Seitentext:
+===+
# Radon Slide 140 Bilder gesucht!



## ipodmac23 (6. Januar 2014)

Hi Leute,

da ich mir ein neues Bike zulegen werde, welches wahrscheinlich das Radon Slide 140 7.0 2014 wird, wollte ich mir noch ein paar Bilder zu dem Bike angucken. Wäre schön wenn jemand hier von dem 2014 er Modell jemand Bilder posten könnte bei denen man auch mal nen paar andere Ansichten hat als auf der Radon Seite. Mir kommt es so vor als ob der Vorbau sehr hoch ist oder der Vorbau sehr stark nach oben gewölbt ist. Wäre schön wenn jemand auch davon ein paar Bilder hier reinstellen könnte. Ich weiß es gibt auf der Radon Seite die 360° Funktion allerdings würde ich das Bike halt gern auch mal an Tageslicht sehen, bevor ich es bestelle 
Bei Mr. Google hab ich schon nach anderen Bildern gesucht nur bis auf eins wo man es nur so halb sieht hab ich echt nichts weiteres gefunden.

Achso und noch ne Frage zu dem Bike. Was sollte ich dort als erstes verbessern außer ne Sattelstütze?
Ich hab auf anderen Seiten gelesen das vor Allem der Lenker, Griffe und Vorbau gewechselt werden sollen stimmt das?


----------



## filiale (6. Januar 2014)

Grundsätzlich muß gar nichts gewechselt werden. Alles paßt wunderbar zusammen. Es ist nämlich lediglich eine pers. Vorliebe etwas zu tauschen nachdem man gefahren ist und meint dass etwas nicht paßt. Das Rad funktioniert ab Werk einwandfrei mit allem was dran geschraubt ist. Wenn Du nach ein paar 100km der Meinung bist damit gut zurecht zu kommen, kannste Dir immer noch Gedanken machen. Aber erstmal fahren und dann überlegen ob die Geometrie so paßt oder es Korrekturen bedarf.


----------



## MTB-News.de




----------



## ipodmac23 (6. Januar 2014)
+===+
Bereitgestellte Daten:
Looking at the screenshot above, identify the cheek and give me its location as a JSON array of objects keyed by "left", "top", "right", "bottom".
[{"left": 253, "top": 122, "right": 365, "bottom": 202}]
+===+
Folgendes bearbeiten:
a) Welches Modell wird sich ipodmac23 laut dem Forumsthread zum Radon Slide 140 wahrscheinlich kaufen?
b) Gib aus dem Forumsthread zum Radon Slide 140 den Abschnitt wortgetreu aus, der mit den Worten „## filiale (6.“ beginnt und mit „es Korrekturen bedarf.“ endet.
c) Übersetze den Satz „Das Rad funktioniert ab Werk einwandfrei mit allem was dran geschraubt ist.“ aus dem Forumsthread zum Radon Slide 140 ins Englische.

Lösungen zur Übung:
a) Das Radon Slide 140 7.0 2014.

b)
## filiale (6. Januar 2014)

Grundsätzlich muß gar nichts gewechselt werden. Alles paßt wunderbar zusammen. Es ist nämlich lediglich eine pers. Vorliebe etwas zu tauschen nachdem man gefahren ist und meint dass etwas nicht paßt. Das Rad funktioniert ab Werk einwandfrei mit allem was dran geschraubt ist. Wenn Du nach ein paar 100km der Meinung bist damit gut zurecht zu kommen, kannste Dir immer noch Gedanken machen. Aber erstmal fahren und dann überlegen ob die Geometrie so paßt oder es Korrekturen bedarf.

c) The bike works perfectly straight from the factory with everything that is bolted onto it.